Liste des tâches –
[1] Recopiez fidèlement un passage de l'extrait du blog : commencez aux mots "En montant à" et arrêtez-vous après "mon nouvel espace.".
[2] D'après l'extrait du blog, quel âge avait Gauguin lors de son premier séjour à Tahiti ?
------ Extrait du texte
Extrait de Noa Noa, de Paul Gauguin, éditions Mille et une nuits. 

Je préfère généralement laisser les extraits sans commentaire. Mais juste une précision : Jotépha, le jeune homme cité dans le texte, est celui qui a servi de modèle pour l'homme à la hache, ainsi que pour le cheval blanc. Il apparaît en silhouette dans de nombreux tableaux de Gauguin. Celui-ci avait  43 ans lorsqu'il séjourna la première fois à Tahiti, en 1891. Arrivé en juin a Papeete, il quitte rapidement cette ville, qui lui semble pervertie par les Européens, pour habiter une case à quarante-cinq kilomètres de là. Jotépha est alors son voisin, un voisin curieux de l'activité artistique du peintre sculpteur.

lundi 12 décembre 2011

gare!

A midi je repasse à la maison pour une pause vélo-brico. Mes freins sont plutôt déficients, et en descendant sur les pistes cyclables de la rue Lafayette par temps de pluie, gare aux piétons!
Avec les fêtes et les hordes de consommateurs chargés de paquets, je vais en tuer un si je n'agis pas rapidement.


En montant à la maison chercher les outils nécessaires, je découvre la chambre et la mini salle de bains baignées de soleil, la lumière traversant l'appartement. J'ai hâte que tous les désagréments de l'installation soient derrière moi pour jouir pleinement de mon nouvel espace.
Après les ajustements sur ma bécane, je rejoins la rue d'Alsace pour profiter du spectacle des voies et de la gare de l'Est. Il fait beau sur Paris.

vendredi 9 décembre 2011

aujourd'hui

C'est donc la réponse au dernier commentaire posté : quand recommences-tu à "blogger" ? Aujourd'hui.

Les journées furent denses et pleines d'imprévus. Alain est venu à Paris pour les derniers jours d'empaquetage, et j'ai découvert qu'il abritait en lui la Marie Poppins que j'appelais de mes vœux. Son esprit positif rend tout plus léger. 
Quelques ombres au tableau : l'état des lieux du nouvel appartement révélait quelques altérations et son compte-rendu, reçu le lendemain, s'avérait fantaisiste.

Arrivée attendue du monte-meubles : l'ascenseur
de l'immeuble est si étroit qu'il faut s'y tenir
de profil et qu'un simple carton ne rentre pas.
Lundi, les déménageurs ont fait vite, à peine ralentis par le retard du monte-meubles. Ensuite la fin de la semaine s'est passée, outre la parenthèse de mercredi (conférence de psychothérapie), à planifier l'intervention du plombier, du monsieur gaz de France (un lapin posé, un!), du monsieur Darty, la contestation de l'état des lieux, le manque de téléphone et d'Internet (un jour ça remarchera sans doute)...
------------
------ Jeu de données
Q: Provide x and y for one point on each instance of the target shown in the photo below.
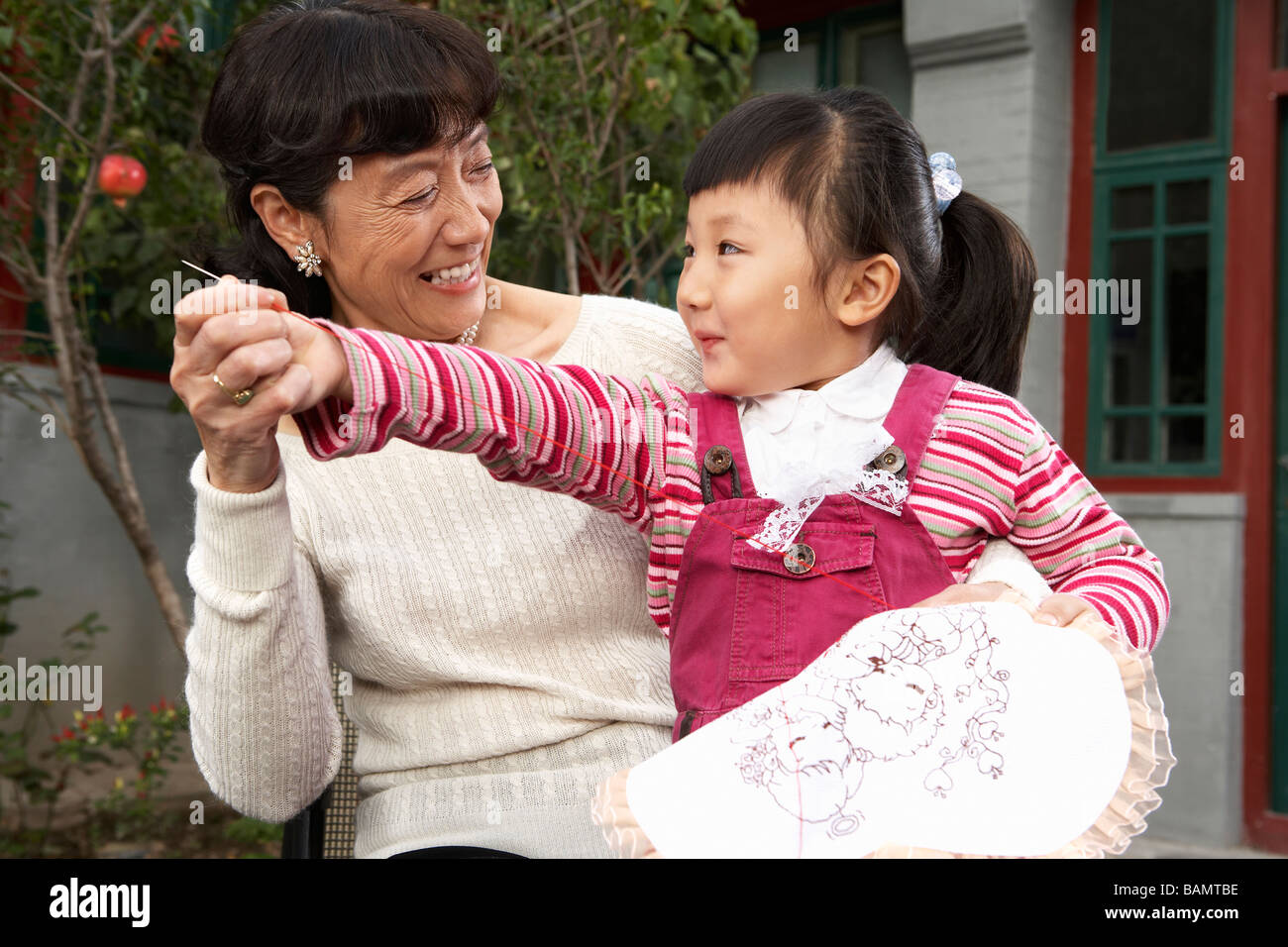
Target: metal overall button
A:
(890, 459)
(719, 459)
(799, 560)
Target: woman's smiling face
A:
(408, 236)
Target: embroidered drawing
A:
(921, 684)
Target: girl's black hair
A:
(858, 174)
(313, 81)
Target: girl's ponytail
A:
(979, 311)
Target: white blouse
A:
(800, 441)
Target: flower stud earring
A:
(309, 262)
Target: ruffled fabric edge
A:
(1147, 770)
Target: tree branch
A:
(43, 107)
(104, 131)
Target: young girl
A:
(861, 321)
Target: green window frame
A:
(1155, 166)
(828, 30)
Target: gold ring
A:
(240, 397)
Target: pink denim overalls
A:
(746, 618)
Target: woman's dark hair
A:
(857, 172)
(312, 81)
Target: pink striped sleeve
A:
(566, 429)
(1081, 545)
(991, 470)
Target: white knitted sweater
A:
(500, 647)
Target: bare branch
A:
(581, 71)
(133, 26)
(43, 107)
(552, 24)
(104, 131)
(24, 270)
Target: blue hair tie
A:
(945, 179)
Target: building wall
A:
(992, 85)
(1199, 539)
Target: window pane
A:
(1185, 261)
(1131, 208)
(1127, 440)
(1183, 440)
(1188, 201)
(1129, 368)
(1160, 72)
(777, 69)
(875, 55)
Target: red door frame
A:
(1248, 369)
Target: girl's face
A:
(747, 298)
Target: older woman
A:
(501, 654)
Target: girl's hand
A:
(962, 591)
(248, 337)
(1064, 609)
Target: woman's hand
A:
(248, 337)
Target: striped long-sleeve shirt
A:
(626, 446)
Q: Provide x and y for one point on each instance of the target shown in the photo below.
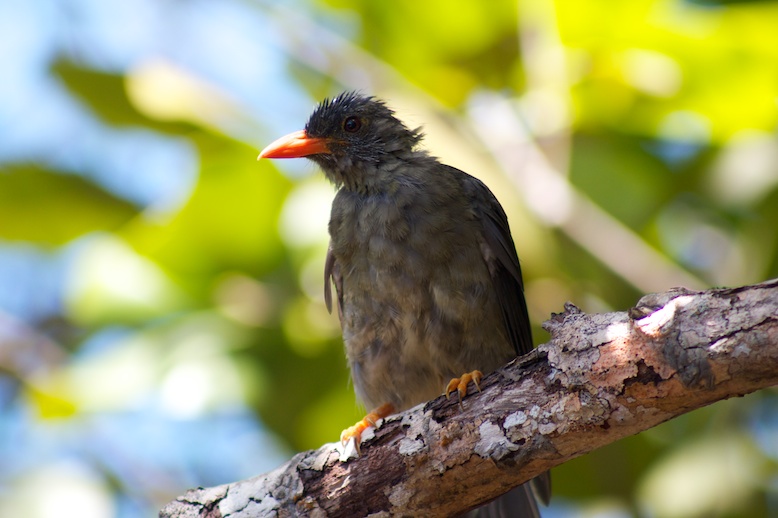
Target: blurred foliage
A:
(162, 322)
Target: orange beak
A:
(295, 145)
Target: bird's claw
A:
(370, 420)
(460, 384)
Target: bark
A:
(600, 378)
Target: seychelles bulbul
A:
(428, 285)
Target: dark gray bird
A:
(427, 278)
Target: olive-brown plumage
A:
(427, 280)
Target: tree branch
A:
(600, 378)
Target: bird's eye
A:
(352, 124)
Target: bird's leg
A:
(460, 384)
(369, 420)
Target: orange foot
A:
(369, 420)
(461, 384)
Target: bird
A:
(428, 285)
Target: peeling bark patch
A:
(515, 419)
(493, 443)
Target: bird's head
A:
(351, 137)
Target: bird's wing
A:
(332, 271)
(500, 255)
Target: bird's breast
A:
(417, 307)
------------
Corrigé –
[1]
En montant à la maison chercher les outils nécessaires, je découvre la chambre et la mini salle de bains baignées de soleil, la lumière traversant l'appartement. J'ai hâte que tous les désagréments de l'installation soient derrière moi pour jouir pleinement de mon nouvel espace.

[2] Il avait 43 ans.